DOCUMENT SEGMENT.

In [None]:
import numpy as np
import pandas as pd
from sklearn.feature_selection import mutual_info_classif
import seaborn as sns

import search

# Example 1: Target depends on two independent features being equal

Let 
$X_i$, $i=1, \dots, d$
be independent discrete random variables with
$X_i$ 
uniformly distributed on  
$\lbrace 0, \dots, m_i\rbrace$.


Let
$1\leq  k_0, k_1 \leq d$
be distint integers and let
$Y := 1\lbrace(X_{k_0} = X_{k_1}\rbrace$
be equal to $1$ when $X_{k_0}$ and $X_{k_1}$ are equal,
and zero otherwise.

Given samples 
$$
\left\lbrace
\left(
x^{(n)}_{1}, \dots , x^{(n)}_{d}, y^{(n)}
\right):
\,\,
n = 1,  2 \dots
\right\rbrace
$$
of the discrete random vector
$
(X_1, \dots, X_d, Y)
$
we want a
procedure that estimates which of the features
$i = 1, \dots, d$
is relevant for the prediction of $Y$. 
By construction,
the correct answer is the pair $\lbrace k_0, k_1\rbrace$,
and we can evaluate the accuracy of a procedure by comparing the returned feature selection against the expected pair $\lbrace k_0, k_1\rbrace$.

In [None]:
k = 5
n = 2000
d = 30

In [None]:
x0 = np.random.randint(k, size=(n, 1))
x1 = np.random.randint(k, size=(n, 1))
ms = np.random.randint(low=2, high=20, size = d-2)
others = [np.random.choice(m, size=(n, 1)) for m in ms]
all_ = np.concatenate(
    [x0, x1] + others,
    axis=1
)
y = np.asarray(x0[:, 0] == x1[:, 0], dtype=int) # k + x0 - x1 # np.asarray(x0 == x1, dtype=int)

DATASET.
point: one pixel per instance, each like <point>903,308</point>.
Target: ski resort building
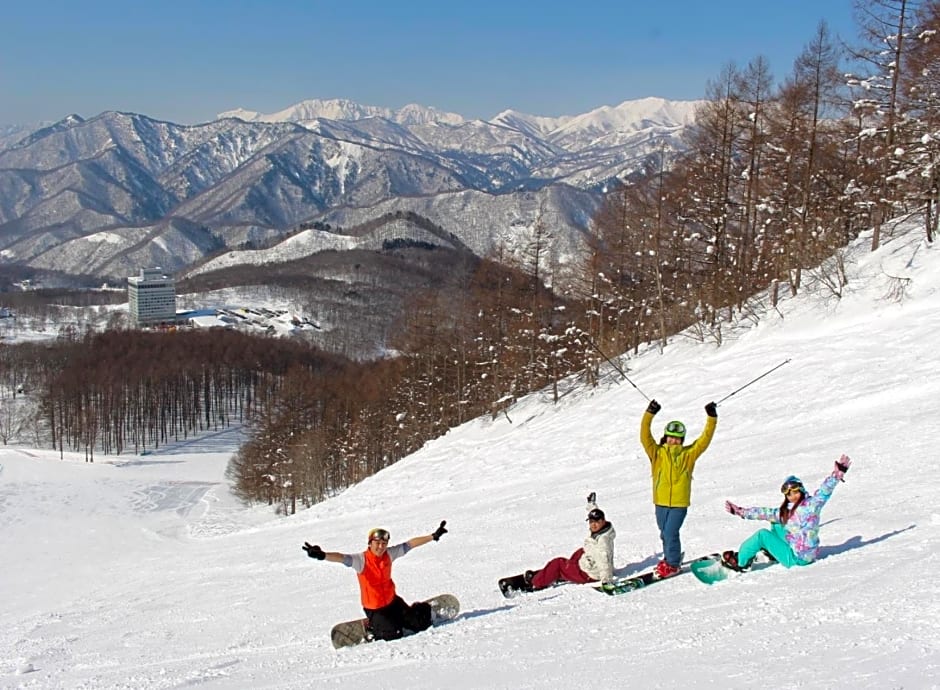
<point>151,298</point>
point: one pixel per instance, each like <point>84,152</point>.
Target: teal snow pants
<point>774,540</point>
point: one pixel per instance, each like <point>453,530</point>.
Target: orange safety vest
<point>375,581</point>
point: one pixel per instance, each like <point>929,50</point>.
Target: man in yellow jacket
<point>672,463</point>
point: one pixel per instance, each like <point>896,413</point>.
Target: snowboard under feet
<point>444,607</point>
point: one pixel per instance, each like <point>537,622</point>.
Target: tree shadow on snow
<point>476,613</point>
<point>857,542</point>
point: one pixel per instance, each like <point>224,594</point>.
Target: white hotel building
<point>151,298</point>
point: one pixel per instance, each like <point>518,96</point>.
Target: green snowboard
<point>710,570</point>
<point>444,607</point>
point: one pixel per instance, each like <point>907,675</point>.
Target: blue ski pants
<point>669,520</point>
<point>774,540</point>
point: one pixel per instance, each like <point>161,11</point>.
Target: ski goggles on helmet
<point>379,535</point>
<point>676,429</point>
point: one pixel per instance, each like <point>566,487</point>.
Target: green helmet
<point>676,429</point>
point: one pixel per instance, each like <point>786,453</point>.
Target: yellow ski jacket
<point>672,465</point>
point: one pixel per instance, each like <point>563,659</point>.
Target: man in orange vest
<point>387,613</point>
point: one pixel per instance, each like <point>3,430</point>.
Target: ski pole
<point>626,378</point>
<point>752,381</point>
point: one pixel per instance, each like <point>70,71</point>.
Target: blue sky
<point>187,61</point>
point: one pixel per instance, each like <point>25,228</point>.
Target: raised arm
<point>434,536</point>
<point>314,551</point>
<point>646,436</point>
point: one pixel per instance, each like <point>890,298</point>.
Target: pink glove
<point>841,467</point>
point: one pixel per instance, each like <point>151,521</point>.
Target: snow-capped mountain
<point>342,109</point>
<point>106,195</point>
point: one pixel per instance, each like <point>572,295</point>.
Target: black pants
<point>389,622</point>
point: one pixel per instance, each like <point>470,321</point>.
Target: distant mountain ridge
<point>103,196</point>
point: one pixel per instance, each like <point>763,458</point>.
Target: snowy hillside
<point>145,573</point>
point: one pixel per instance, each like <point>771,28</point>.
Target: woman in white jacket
<point>594,562</point>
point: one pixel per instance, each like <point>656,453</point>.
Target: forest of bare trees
<point>777,177</point>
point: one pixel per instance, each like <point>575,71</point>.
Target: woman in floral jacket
<point>793,538</point>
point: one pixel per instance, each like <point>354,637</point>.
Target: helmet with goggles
<point>675,429</point>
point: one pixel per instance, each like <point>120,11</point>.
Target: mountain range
<point>104,196</point>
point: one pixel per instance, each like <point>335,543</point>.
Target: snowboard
<point>444,607</point>
<point>710,569</point>
<point>624,585</point>
<point>510,586</point>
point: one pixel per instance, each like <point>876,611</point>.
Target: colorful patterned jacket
<point>802,528</point>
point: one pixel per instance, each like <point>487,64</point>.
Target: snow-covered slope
<point>141,572</point>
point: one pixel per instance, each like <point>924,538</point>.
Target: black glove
<point>314,551</point>
<point>842,466</point>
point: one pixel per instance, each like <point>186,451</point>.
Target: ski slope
<point>145,573</point>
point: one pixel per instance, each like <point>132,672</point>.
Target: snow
<point>144,572</point>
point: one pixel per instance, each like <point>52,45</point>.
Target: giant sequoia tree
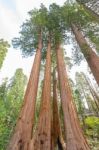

WRITTEN REQUEST 1. In the feature-selection notebook, rewrite the passage from "# Example 1: Target" to "0, \dots, m_i\rbrace$.", changing "uniformly" to "evenly".
WRITTEN REQUEST 2. According to the feature-selection notebook, when does Y take the value 1?
WRITTEN REQUEST 3. Write the next part of the feature-selection notebook, starting after its last line.

WRITTEN REPLY 1.
# Example 1: Target depends on two independent features being equal

Let 
$X_i$, $i=1, \dots, d$
be independent discrete random variables with
$X_i$ 
evenly distributed on  
$\lbrace 0, \dots, m_i\rbrace$.

WRITTEN REPLY 2. Y is 1 when X_{k_0} and X_{k_1} are equal, and zero otherwise.

WRITTEN REPLY 3.
permuter =  np.random.permutation(np.eye(d, dtype=int).T).T
x = np.array(all_ @ permuter, dtype=int)
expected_features = [np.argmax(permuter[0, :]), np.argmax(permuter[1, :])]

In [None]:
assert np.all(x[:, expected_features[0]] == x0[:, 0])
assert np.all(x[:, expected_features[1]] == x1[:, 0])

In [None]:
df = pd.DataFrame(x[:, expected_features], columns=[f'f{i}' for i in expected_features])
df['y'] = y
sns.scatterplot(df, x=f'f{expected_features[0]}', y=f'f{expected_features[1]}', hue='y')

In [None]:
print(f'expected_features:\n{sorted(expected_features)}')#

## Comparison of three different feature selection methods

We compare three different methods for feature selection:

A. Selection using permutation sampling

B. Selection using single-marginal mutual information

C. Boruta

### A. Selection using permutation sampling

For random variables
$X$, $Y$,
let 
$I(X, Y) \geq 0$
be a non-negative measure of probabilitstic dependence,
such that 
$I(X, Y) = 0$ 
if and only if 
$X$ and $Y$ are independent.
Moreover, 
we assume that,
given three random varibales 
$X$, $Y$, $Z$,
we can informally interpret the inequality
$I(X,Y) \leq I(X,Z)$
as stating that 
$X$ is "more dependent" on $Z$ than it is on $Y$.

Let 
$X_i$, $i=1, \dots, d$
be the $d$ features to select from, 
and let $Y$ be the target.

Given a sample size $N$,
let 
$$
x_i = \lbrace x^{n}_i: n=1, \dots, N\rbrace
$$
be samples from $X_i$,
and 
$$
y = \lbrace y^{n}: n=1, \dots, N\rbrace
$$
be samples from $Y$.

For indices $i_1, i_2, \dots, i_k$, we let 
$I(x_{i_1}, \dots, x_{i_k}, y)$
be the measure of probabilistic dependence 
between
the empirical vector 
$(x_{i_1}, \dots, x_{i_p})$
sampled from
$(X_{i_1}, \dots, X_{i_p})$
and 
the empirical target
$y$
sampled from $Y$.

Let 
$\sigma^{(1)}, \dots , \sigma^{(p)}$
be $p$ permutations of length $d$. 
For
$\ell = 1, \dots, p$
and
$k = 1, \dots, d$
let
$$
I^{(\ell)}_{k} : =
I(x_{\sigma^{(\ell)}_{1}}, \dots, x_{\sigma^{(\ell)}_{k}}, y)
$$
We consider the maximisation problem
$$
\max
\left\lbrace
I^{(\ell)}_{k} :
\,\,
\ell = 1, \dots, p,
\,
k = 1, \dots, d
\right\rbrace.
$$
Let $\hat{\ell}$, $\hat{k}$ be the maximisers.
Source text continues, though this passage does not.